─── DATASET ROWS

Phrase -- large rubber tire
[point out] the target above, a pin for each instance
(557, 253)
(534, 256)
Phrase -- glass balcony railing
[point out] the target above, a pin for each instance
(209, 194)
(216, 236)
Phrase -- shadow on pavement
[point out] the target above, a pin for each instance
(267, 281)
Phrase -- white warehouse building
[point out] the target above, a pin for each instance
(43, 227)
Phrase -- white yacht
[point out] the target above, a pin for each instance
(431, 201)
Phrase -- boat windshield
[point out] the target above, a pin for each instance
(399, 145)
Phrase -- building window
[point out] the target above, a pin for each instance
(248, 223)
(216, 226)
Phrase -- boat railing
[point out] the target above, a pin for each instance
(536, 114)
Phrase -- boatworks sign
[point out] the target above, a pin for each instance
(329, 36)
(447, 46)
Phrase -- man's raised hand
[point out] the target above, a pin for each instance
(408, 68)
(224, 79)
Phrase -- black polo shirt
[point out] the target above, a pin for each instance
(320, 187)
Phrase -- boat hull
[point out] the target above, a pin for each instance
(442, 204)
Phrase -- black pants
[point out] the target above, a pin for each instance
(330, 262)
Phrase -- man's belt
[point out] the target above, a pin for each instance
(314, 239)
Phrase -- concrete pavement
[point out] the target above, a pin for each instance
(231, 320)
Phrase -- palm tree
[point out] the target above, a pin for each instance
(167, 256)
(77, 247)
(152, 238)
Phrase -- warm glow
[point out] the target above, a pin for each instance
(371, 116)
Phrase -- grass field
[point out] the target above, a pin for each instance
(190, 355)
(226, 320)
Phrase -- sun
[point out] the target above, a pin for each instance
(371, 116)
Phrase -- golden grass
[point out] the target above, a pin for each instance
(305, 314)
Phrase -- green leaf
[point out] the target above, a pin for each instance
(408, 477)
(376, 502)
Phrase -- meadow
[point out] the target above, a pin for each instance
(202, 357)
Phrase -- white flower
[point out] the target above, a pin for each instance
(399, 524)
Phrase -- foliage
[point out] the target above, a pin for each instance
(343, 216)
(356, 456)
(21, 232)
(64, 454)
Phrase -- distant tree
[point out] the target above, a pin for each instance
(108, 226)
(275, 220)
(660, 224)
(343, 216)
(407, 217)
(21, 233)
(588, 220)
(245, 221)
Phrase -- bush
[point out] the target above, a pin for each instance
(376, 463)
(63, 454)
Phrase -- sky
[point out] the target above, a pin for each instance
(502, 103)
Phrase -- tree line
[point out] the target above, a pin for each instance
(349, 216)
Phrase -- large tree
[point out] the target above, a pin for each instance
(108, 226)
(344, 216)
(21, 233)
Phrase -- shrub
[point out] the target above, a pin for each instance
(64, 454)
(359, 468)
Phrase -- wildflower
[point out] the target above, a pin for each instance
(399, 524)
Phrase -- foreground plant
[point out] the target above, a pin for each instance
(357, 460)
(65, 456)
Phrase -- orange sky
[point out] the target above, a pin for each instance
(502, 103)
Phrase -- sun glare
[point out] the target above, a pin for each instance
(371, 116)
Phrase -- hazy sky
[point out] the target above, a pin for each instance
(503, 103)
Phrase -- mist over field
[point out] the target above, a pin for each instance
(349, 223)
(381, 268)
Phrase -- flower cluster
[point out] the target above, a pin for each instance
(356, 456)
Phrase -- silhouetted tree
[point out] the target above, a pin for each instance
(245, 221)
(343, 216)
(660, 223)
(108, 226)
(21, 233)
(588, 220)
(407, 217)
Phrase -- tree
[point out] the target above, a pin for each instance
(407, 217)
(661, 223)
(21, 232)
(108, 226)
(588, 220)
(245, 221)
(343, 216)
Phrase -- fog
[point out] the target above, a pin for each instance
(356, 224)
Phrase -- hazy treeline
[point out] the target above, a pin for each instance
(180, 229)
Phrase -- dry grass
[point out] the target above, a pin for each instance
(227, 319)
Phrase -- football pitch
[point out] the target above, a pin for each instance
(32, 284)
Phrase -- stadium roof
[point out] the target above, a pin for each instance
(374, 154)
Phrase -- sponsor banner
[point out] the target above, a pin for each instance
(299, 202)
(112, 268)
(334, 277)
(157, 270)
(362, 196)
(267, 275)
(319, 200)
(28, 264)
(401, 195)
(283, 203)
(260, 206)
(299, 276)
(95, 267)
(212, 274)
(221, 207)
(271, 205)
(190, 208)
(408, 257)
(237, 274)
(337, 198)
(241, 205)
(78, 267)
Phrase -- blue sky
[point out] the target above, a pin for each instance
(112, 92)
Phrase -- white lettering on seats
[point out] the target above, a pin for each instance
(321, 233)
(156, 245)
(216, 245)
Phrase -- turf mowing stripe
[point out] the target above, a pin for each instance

──────
─── DATASET ROWS

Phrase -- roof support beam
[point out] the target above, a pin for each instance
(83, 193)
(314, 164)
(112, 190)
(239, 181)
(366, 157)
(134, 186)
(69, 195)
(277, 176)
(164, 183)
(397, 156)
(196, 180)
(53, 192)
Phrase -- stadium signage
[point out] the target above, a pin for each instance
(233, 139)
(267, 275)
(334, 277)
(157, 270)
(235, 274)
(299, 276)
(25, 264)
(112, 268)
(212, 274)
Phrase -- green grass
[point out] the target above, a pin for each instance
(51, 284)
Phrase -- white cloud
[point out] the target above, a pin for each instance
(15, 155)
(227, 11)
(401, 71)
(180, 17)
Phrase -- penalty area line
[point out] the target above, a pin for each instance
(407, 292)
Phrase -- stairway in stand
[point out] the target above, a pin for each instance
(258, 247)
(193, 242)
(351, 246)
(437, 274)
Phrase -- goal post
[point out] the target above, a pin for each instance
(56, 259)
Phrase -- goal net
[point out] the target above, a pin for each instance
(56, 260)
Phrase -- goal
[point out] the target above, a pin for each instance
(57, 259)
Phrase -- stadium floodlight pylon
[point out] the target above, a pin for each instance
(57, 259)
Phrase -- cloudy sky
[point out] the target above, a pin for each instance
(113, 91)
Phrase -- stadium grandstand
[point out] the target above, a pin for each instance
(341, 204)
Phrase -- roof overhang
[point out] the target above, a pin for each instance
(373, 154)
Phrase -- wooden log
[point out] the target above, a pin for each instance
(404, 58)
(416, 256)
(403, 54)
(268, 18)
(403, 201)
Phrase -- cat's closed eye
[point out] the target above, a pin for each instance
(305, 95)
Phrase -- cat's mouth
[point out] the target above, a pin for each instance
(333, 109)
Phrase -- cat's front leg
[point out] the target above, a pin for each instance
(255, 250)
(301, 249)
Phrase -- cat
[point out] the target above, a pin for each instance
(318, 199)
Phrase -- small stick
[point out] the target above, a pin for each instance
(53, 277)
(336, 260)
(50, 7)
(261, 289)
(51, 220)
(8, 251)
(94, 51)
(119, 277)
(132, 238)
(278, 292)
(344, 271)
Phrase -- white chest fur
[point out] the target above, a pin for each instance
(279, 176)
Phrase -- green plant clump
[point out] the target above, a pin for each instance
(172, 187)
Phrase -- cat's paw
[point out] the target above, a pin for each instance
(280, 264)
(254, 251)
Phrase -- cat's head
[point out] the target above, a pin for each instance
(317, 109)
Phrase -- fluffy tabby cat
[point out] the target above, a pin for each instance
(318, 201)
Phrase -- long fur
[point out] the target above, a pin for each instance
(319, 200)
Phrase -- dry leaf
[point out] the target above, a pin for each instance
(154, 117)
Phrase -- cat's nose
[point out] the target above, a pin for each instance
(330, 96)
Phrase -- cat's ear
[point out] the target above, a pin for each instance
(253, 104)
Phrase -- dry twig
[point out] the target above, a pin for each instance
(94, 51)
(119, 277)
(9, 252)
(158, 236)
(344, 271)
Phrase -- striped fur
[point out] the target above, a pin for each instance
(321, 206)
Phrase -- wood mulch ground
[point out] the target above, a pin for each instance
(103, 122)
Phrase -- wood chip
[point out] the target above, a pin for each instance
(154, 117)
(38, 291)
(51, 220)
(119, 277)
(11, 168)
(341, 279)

──────
─── DATASET ROWS

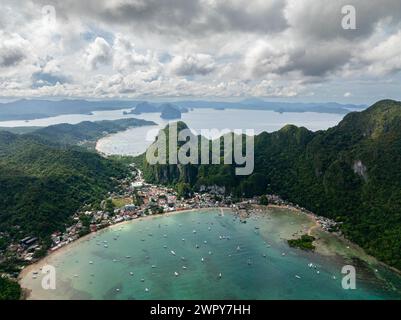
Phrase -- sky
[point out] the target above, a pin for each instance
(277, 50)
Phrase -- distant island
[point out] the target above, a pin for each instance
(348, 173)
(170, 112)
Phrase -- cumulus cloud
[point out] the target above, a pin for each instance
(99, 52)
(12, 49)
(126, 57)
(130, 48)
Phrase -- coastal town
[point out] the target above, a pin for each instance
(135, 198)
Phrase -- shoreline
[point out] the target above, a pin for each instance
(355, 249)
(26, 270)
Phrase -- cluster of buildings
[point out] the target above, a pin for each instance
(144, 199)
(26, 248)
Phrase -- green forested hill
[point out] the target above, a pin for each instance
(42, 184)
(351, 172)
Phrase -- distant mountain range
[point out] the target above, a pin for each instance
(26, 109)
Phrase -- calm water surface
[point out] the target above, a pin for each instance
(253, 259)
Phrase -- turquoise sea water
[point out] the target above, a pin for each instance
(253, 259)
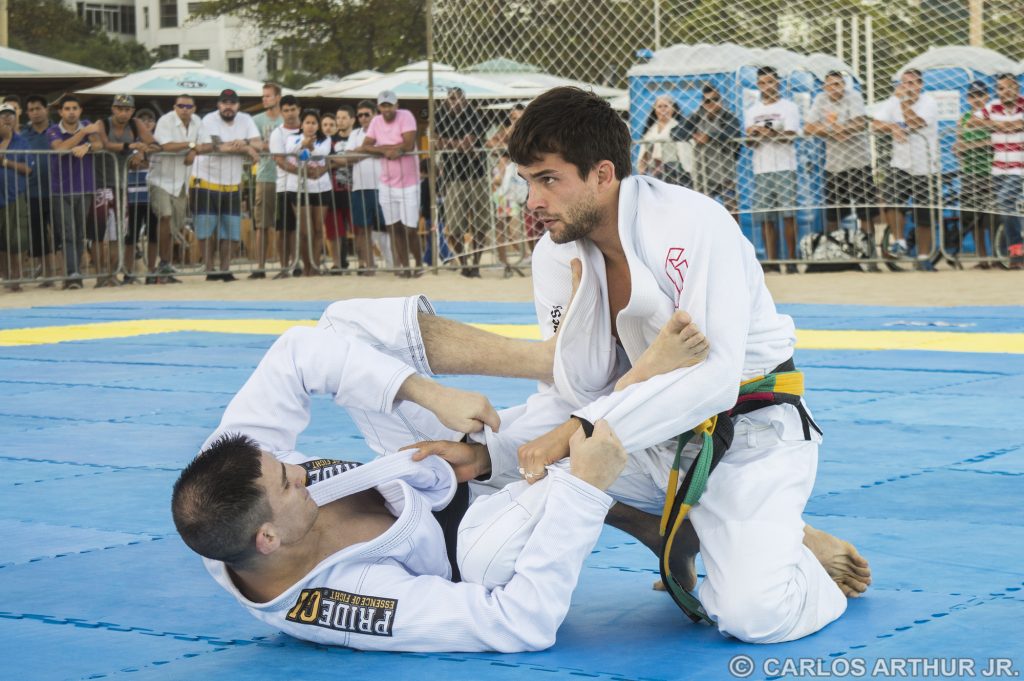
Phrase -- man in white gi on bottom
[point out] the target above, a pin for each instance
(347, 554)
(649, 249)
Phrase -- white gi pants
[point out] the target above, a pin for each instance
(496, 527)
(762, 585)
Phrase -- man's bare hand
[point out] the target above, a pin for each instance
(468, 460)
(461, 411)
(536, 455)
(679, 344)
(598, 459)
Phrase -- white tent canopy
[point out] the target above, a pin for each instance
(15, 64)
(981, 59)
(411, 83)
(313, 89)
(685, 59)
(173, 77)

──────

From the data above, pull out every line that contains the word "field", matching case exactly.

ANSWER
Phrase -- grass field
Phrase -- mist over field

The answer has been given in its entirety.